▸ **Input**
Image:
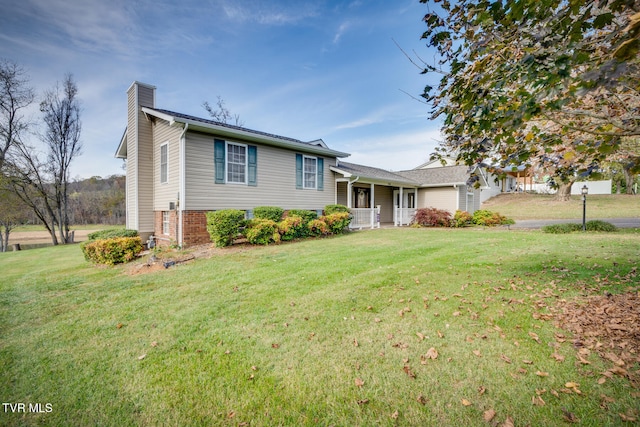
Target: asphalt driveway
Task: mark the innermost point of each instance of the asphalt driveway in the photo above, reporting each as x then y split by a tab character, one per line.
537	223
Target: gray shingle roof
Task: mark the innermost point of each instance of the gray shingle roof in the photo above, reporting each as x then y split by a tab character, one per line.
440	175
446	175
226	125
373	173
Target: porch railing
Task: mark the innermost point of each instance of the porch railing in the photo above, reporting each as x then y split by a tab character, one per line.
404	216
365	218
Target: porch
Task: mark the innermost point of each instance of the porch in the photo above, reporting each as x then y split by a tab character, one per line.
373	204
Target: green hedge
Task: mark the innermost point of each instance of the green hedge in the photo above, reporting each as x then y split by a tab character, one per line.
331	209
112	251
262	231
112	233
273	213
490	219
337	222
594	225
224	226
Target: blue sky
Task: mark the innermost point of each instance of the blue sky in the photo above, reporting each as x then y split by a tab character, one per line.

▸ **What is being asked**
Look through the entries above for the word "blue". Copy every line where it shows up.

▸ **Response to the exercise**
Target: blue sky
Task: mark the innermost point of each instance of the blue sky in the photo above, reporting each as x then y split by a tab character, one per line.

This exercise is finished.